**Задания**
#1 Выведите без изменений часть воспоминаний о смерти Н. С. между «Вот так мы потеряли» и «толпиться в палате.» включительно.
#2 Подхватите воспоминания о смерти Н. С. и продолжите их, начиная сразу после последнего предложения.

**Выбранный текст**
Я зашла в палату, дверь была открыта. Была включена капельница в ноге, у головы реанимационный аппарат, доктор просил поглубже вздохнуть в воронку, и тут меня попросили выйти. Я вышла и позвонила Сереже и Юле (старшей) на дачу, чтобы она выехала с Витей. Через недолгое время вышла Евгения Михайловна. Я спросила: «Плохо?» — «Плохо». — «Хуже, чем в четверг?» Она ответила: «Умер».
Вот так мы потеряли ЕГО. Через некоторое время нас впустили в палату. Он лежал под простыней. Лоб был холодный, затылок посинел, пальцы рук похолодели, ноги — тоже, а плечи, грудь, ноги в
Даже Сергей не застал его в живых, так как я успокоила его со слов докторов и просила приехать к 2 часам на смену мне и Раде, чтобы не толпиться в палате.
Сережа сказал Юлочке (Юле младшей), она тоже примчалась. (А в среду или в четверг она просилась навестить отца; он не велел ей приходить, сказал, что и так много народу, пусть приедет потом, когда станет лучше…)
Приехали Юля (старшая) и Лена с Витей, пришли с плачем уже в палату (их встретила Евгения Михайловна в коридоре). Посидели мы с НИМ, наверное, с час, пока пришла машина из морга, посидели еще немного в дежурке у докторов, потом уехали на дачу, домой. И тут обнаружили: спальня Н. С. запломбирована, входная дверь в дачу заперта изнутри, а на веранде — пост, чтобы никто не зашел.

**Записи**
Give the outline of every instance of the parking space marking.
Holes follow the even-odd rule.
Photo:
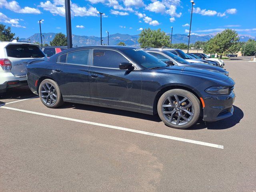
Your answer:
[[[18,100],[17,101],[12,101],[12,102],[9,102],[8,103],[4,103],[4,104],[2,104],[2,105],[0,105],[0,107],[2,106],[4,106],[4,105],[7,105],[8,104],[10,104],[11,103],[16,103],[17,102],[20,102],[21,101],[26,101],[26,100],[28,100],[29,99],[34,99],[34,98],[38,98],[39,97],[38,96],[35,96],[34,97],[30,97],[30,98],[28,98],[27,99],[21,99],[20,100]]]
[[[8,107],[5,106],[0,106],[0,108],[2,108],[4,109],[9,109],[10,110],[13,110],[14,111],[19,111],[20,112],[23,112],[25,113],[30,113],[31,114],[34,114],[36,115],[41,115],[42,116],[45,116],[46,117],[56,118],[57,119],[62,119],[64,120],[67,120],[68,121],[78,122],[80,123],[84,123],[85,124],[88,124],[90,125],[95,125],[96,126],[100,126],[101,127],[106,127],[108,128],[110,128],[112,129],[122,130],[123,131],[128,131],[129,132],[132,132],[134,133],[139,133],[140,134],[143,134],[144,135],[153,136],[154,137],[164,138],[166,139],[170,139],[172,140],[176,140],[177,141],[182,141],[183,142],[186,142],[187,143],[192,143],[194,144],[196,144],[198,145],[208,146],[208,147],[214,147],[214,148],[218,148],[219,149],[223,149],[224,148],[224,146],[222,145],[218,145],[216,144],[213,144],[212,143],[206,143],[205,142],[202,142],[201,141],[196,141],[194,140],[191,140],[190,139],[184,139],[183,138],[180,138],[179,137],[173,137],[172,136],[169,136],[168,135],[162,135],[161,134],[154,133],[150,132],[147,132],[146,131],[140,131],[139,130],[136,130],[134,129],[129,129],[128,128],[125,128],[124,127],[118,127],[118,126],[114,126],[112,125],[107,125],[106,124],[102,124],[101,123],[96,123],[94,122],[91,122],[90,121],[84,121],[83,120],[80,120],[78,119],[73,119],[72,118],[68,118],[67,117],[62,117],[60,116],[57,116],[56,115],[50,115],[49,114],[39,113],[38,112],[35,112],[34,111],[28,111],[27,110],[24,110],[22,109],[16,109],[16,108]]]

**Ответы**
#1
Вот так мы потеряли ЕГО. Через некоторое время нас впустили в палату. Он лежал под простыней. Лоб был холодный, затылок посинел, пальцы рук похолодели, ноги — тоже, а плечи, грудь, ноги в
Даже Сергей не застал его в живых, так как я успокоила его со слов докторов и просила приехать к 2 часам на смену мне и Раде, чтобы не толпиться в палате.

#2
Владимир Иосифович Ладыгин (дежурный) объяснил, что это сделано по распоряжению ЦК, что это было так у К. Е. Ворошилова и Н. М. Шверника, [88] не только у нас; комиссия из ЦК приедет, как только я попрошу, объяснит и снимет пломбы. Я попросила, чтобы скорее это сделали. Через час приехали двое: заместитель управления делами ЦК т. Кувшинов и заместитель заведующего общим отделом ЦК — фамилию не помню. (Аветисян.)
Я обратилась сразу к Кувшинову: «Что же, т. майор, вы так поспешили, могли бы меня дождаться и все делать при мне…» Но он ответил: «Выражаем вам соболезнование. Я — не майор, а работник ЦК», — и назвал себя. Тогда я присмотрелась и узнала его, он помогал нам въезжать в квартиру на Староконюшенном пер. Объяснил, что они заинтересованы «для истории», чтобы документы Н. С. попали к ним нетронутыми.
88
Шверник Николай Михайлович, 1888–1970. С 1957 по 1966 год член Президиума (Политбюро) ЦК КПСС. Революционер, участник Гражданской войны. Затем на разных партийных и государственных должностях. В 1953–1966 годах Председатель Комиссии партийного контроля, а затем Парткомиссии при ЦК КПСС. С 1960 года на пенсии.
Пломбы они сняли, пост также, я открыла им сейф. Боголюбов (Аветисян) [89] взял оттуда 4 (магнитофонные) пленки (давние очень), пересмотрел папки, забрал поздравление Н. С. с 70-летием, подписанное всеми членами и кандидатами Президиума ЦК, хотел взять указ о награждении медалью «За победу над фашисткой Германией», подписанный М. И. Калининым, но потом оставил.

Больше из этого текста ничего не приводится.